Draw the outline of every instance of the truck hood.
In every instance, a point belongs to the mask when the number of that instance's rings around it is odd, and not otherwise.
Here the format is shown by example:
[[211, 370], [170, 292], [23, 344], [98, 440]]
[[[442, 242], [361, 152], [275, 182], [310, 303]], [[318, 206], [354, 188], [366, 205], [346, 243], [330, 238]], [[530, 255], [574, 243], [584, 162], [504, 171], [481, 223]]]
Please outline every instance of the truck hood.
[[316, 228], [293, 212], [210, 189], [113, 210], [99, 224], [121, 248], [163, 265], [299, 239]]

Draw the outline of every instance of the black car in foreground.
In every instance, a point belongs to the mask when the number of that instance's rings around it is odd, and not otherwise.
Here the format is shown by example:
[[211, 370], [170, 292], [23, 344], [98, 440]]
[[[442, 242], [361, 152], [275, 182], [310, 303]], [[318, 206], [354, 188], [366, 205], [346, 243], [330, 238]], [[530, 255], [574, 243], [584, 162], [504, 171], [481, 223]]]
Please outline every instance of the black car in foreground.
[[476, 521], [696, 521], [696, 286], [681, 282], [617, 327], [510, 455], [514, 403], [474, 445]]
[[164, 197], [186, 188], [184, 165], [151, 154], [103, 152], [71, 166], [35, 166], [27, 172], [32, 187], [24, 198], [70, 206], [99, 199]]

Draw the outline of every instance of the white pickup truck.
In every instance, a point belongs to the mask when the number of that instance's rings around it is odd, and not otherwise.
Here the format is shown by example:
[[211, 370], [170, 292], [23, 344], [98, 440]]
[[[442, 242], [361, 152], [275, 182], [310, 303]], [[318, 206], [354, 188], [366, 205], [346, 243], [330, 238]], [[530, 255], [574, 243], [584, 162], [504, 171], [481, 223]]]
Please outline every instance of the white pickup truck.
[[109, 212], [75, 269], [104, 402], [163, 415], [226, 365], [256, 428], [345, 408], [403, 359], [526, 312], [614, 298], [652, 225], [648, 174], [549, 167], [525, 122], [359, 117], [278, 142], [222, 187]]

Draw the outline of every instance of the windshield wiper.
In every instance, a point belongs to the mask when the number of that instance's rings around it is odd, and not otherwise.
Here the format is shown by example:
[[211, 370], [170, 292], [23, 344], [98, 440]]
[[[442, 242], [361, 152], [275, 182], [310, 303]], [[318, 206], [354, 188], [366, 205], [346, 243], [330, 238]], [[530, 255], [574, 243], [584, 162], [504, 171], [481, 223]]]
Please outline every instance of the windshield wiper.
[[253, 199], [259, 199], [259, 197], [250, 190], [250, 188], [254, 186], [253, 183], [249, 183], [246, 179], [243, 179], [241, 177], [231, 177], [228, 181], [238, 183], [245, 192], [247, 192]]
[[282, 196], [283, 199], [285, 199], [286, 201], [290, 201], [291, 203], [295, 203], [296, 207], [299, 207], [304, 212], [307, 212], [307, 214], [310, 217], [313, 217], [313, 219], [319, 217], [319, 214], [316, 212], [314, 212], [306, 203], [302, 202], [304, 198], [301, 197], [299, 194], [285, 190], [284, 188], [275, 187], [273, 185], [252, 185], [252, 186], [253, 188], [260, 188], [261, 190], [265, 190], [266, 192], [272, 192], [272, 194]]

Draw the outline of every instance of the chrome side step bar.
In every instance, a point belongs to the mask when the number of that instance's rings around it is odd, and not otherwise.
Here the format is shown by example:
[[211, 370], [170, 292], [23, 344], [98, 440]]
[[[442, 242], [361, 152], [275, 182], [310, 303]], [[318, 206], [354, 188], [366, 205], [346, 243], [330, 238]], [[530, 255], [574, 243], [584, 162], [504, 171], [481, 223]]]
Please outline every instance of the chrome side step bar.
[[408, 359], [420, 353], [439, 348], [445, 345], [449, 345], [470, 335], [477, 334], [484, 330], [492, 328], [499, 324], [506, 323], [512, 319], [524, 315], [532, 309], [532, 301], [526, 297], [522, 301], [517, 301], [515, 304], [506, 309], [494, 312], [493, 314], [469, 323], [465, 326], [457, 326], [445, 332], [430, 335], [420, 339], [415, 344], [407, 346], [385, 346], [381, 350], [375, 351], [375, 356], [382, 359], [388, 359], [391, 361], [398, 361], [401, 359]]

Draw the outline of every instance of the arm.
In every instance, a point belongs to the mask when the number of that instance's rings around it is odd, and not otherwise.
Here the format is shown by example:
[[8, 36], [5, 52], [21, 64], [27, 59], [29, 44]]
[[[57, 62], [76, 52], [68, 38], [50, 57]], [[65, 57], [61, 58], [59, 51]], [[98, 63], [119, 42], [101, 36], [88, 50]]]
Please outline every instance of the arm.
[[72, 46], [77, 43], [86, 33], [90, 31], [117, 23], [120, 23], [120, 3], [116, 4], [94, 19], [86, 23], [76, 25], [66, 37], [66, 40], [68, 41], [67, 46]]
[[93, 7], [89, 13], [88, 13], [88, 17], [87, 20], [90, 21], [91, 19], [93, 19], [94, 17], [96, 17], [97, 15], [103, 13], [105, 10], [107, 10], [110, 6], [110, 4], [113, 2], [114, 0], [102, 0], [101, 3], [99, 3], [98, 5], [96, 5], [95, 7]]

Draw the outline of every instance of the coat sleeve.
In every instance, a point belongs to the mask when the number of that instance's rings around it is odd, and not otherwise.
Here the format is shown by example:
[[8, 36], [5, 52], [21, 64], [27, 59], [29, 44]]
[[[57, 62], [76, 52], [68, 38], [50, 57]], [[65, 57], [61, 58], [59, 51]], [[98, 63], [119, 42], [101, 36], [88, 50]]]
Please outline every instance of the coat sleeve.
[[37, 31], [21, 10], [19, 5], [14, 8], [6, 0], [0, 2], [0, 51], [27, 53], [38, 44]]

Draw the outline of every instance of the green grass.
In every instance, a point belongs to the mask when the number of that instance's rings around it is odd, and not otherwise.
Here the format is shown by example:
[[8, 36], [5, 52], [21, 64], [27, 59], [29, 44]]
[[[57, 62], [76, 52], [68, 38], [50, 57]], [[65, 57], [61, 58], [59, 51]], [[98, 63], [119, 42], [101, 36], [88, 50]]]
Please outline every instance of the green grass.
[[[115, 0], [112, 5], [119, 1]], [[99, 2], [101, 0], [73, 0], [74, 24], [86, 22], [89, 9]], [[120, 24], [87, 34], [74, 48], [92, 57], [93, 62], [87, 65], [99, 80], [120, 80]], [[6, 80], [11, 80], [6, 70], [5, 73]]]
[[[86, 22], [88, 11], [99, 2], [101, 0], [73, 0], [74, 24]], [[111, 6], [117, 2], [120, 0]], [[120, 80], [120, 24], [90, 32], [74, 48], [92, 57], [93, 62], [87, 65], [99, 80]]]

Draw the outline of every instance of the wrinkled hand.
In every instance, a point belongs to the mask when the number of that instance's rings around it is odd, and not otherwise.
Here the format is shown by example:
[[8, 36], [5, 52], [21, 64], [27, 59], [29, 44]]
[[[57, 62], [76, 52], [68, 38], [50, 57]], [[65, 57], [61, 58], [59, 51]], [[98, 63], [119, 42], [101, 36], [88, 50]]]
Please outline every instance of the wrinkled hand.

────────────────────────────────────────

» **Aim of the exercise**: Reproduce every item above word for word, keeping each line and its order unchanged.

» **Correct answer**:
Draw the outline of every instance of the truck hood.
In every instance, a point belongs to the mask when the number of that instance's rings around it is odd, and not otherwise.
Here the format is shown by example:
[[211, 370], [170, 292], [23, 344], [98, 440]]
[[[442, 242], [361, 152], [275, 182], [310, 303]], [[318, 206], [354, 188], [366, 205], [346, 243], [330, 238]], [[530, 255], [574, 243], [584, 162], [504, 171], [481, 223]]]
Please outline every instance of the truck hood.
[[316, 228], [293, 212], [210, 189], [113, 210], [99, 224], [121, 248], [163, 265], [299, 239]]

Draw the outline of every instance of the black car in foreground.
In every instance, a point belongs to the mask when the number of that instance's rings around it is odd, and not otherwise.
Here the format is shown by example:
[[211, 370], [170, 292], [23, 344], [98, 440]]
[[[442, 242], [361, 152], [275, 182], [310, 303]], [[318, 206], [354, 188], [366, 205], [346, 243], [330, 238]], [[530, 255], [574, 243], [584, 162], [504, 171], [481, 223]]]
Please outline every instance of the black car in foreground.
[[476, 521], [696, 521], [696, 286], [681, 282], [617, 327], [510, 455], [514, 403], [474, 445]]
[[164, 197], [186, 188], [184, 165], [151, 154], [103, 152], [71, 166], [35, 166], [27, 172], [32, 187], [24, 198], [70, 206], [99, 199]]

Draw the outline of every instance of the white pickup truck.
In every instance, a point belongs to the mask when the number of that instance's rings around it is odd, and not otherwise.
Here the format is shown by example:
[[211, 370], [170, 292], [23, 344], [98, 440]]
[[[442, 242], [361, 152], [275, 182], [310, 303]], [[318, 206], [354, 188], [366, 205], [346, 243], [330, 238]], [[530, 255], [574, 243], [584, 162], [504, 171], [481, 223]]]
Please outline every instance of the white pickup truck.
[[109, 212], [75, 269], [104, 402], [163, 415], [226, 365], [256, 428], [345, 408], [403, 359], [526, 312], [614, 298], [652, 225], [648, 174], [549, 167], [525, 122], [359, 117], [278, 142], [222, 187]]

Draw the outline of every instance of the windshield wiper.
In every instance, a point belongs to the mask when the number of that instance's rings around it is odd, and not otherwise.
Here the format is shown by example:
[[211, 370], [170, 292], [23, 344], [98, 440]]
[[[442, 242], [361, 152], [275, 182], [310, 303]], [[318, 206], [354, 188], [366, 205], [346, 243], [330, 238]], [[530, 255], [574, 243], [584, 162], [504, 171], [481, 223]]]
Please outline every instance of the windshield wiper.
[[253, 199], [259, 199], [259, 197], [250, 190], [250, 188], [254, 186], [253, 183], [249, 183], [246, 179], [243, 179], [241, 177], [231, 177], [228, 181], [238, 183], [245, 192], [247, 192]]
[[282, 196], [283, 199], [285, 199], [286, 201], [290, 201], [291, 203], [295, 203], [296, 207], [299, 207], [304, 212], [307, 212], [307, 214], [310, 217], [313, 217], [313, 219], [319, 217], [319, 214], [316, 212], [314, 212], [306, 203], [302, 202], [304, 198], [301, 197], [299, 194], [285, 190], [284, 188], [275, 187], [273, 185], [252, 185], [252, 186], [253, 188], [260, 188], [261, 190], [265, 190], [266, 192], [272, 192], [272, 194]]

Draw the outline of every instance of the chrome side step bar.
In every instance, a point belongs to the mask when the number of that instance's rings around it is odd, and not otherwise.
Here the format is shown by example:
[[211, 370], [170, 292], [23, 344], [98, 440]]
[[[442, 242], [361, 152], [275, 182], [310, 303]], [[318, 206], [354, 188], [366, 205], [346, 243], [330, 238]], [[530, 255], [574, 243], [584, 162], [504, 171], [481, 223]]]
Please outline every instance of the chrome side step bar.
[[408, 359], [420, 353], [439, 348], [445, 345], [449, 345], [470, 335], [477, 334], [484, 330], [492, 328], [499, 324], [506, 323], [512, 319], [524, 315], [532, 309], [532, 301], [526, 297], [522, 301], [517, 301], [515, 304], [506, 309], [494, 312], [493, 314], [469, 323], [465, 326], [457, 326], [445, 332], [430, 335], [420, 339], [415, 344], [407, 346], [385, 346], [381, 350], [375, 351], [375, 356], [382, 359], [388, 359], [391, 361], [398, 361], [401, 359]]

Draw the outline of every instance of the arm.
In every instance, a point belongs to the mask when the number of that instance's rings around it is odd, and not otherwise.
Here the format is shown by example:
[[8, 36], [5, 52], [21, 64], [27, 59], [29, 44]]
[[[57, 62], [76, 52], [68, 38], [50, 57]], [[65, 57], [61, 58], [59, 51]], [[98, 63], [119, 42], [101, 36], [88, 50]]]
Please outline every instance of the arm.
[[72, 46], [77, 43], [86, 33], [90, 31], [117, 23], [120, 23], [120, 3], [116, 4], [94, 19], [86, 23], [76, 25], [66, 37], [66, 40], [68, 41], [67, 46]]
[[93, 7], [89, 13], [88, 13], [88, 17], [87, 20], [90, 21], [91, 19], [93, 19], [94, 17], [96, 17], [97, 15], [103, 13], [105, 10], [107, 10], [110, 6], [110, 4], [113, 2], [114, 0], [102, 0], [101, 3], [99, 3], [98, 5], [96, 5], [95, 7]]

Draw the outline of every instance of the coat sleeve.
In every instance, a point belongs to the mask when the number of that instance's rings around it is odd, and not otherwise.
Here the format is shown by example:
[[8, 36], [5, 52], [21, 64], [27, 59], [29, 44]]
[[[57, 62], [76, 52], [68, 38], [50, 57]], [[65, 57], [61, 58], [59, 51]], [[98, 63], [119, 42], [101, 36], [88, 50]]]
Please outline every instance of the coat sleeve.
[[37, 31], [21, 10], [19, 5], [14, 8], [6, 0], [0, 2], [0, 51], [27, 53], [38, 44]]

Draw the outline of every instance of the green grass.
In every instance, a point belongs to the mask when the number of that instance's rings around it is odd, and not otherwise.
Here the format is shown by example:
[[8, 36], [5, 52], [21, 64], [27, 59], [29, 44]]
[[[57, 62], [76, 52], [68, 38], [50, 57]], [[65, 57], [61, 58], [59, 51]], [[98, 63], [119, 42], [101, 36], [88, 50]]]
Please outline every instance of the green grass.
[[[115, 0], [112, 5], [119, 1]], [[99, 2], [101, 0], [73, 0], [74, 24], [86, 22], [89, 9]], [[120, 24], [87, 34], [74, 48], [92, 57], [93, 62], [87, 65], [99, 80], [120, 80]], [[6, 80], [11, 80], [6, 70], [5, 73]]]
[[[86, 22], [88, 11], [99, 2], [101, 0], [73, 0], [74, 24]], [[111, 6], [117, 2], [120, 0]], [[120, 80], [120, 24], [90, 32], [74, 48], [92, 57], [93, 62], [87, 65], [99, 80]]]

Draw the outline of every instance of the wrinkled hand.
In every instance, a point belongs to the mask when the number of that instance's rings around it is odd, and not otherwise.
Here the format is shown by example:
[[8, 36], [5, 52], [21, 64], [27, 59], [29, 44]]
[[[57, 62], [76, 52], [68, 38], [50, 57]], [[65, 57], [61, 58], [59, 51]], [[98, 63], [119, 42], [101, 36], [88, 50]]]
Please outline every instance of the wrinkled hand.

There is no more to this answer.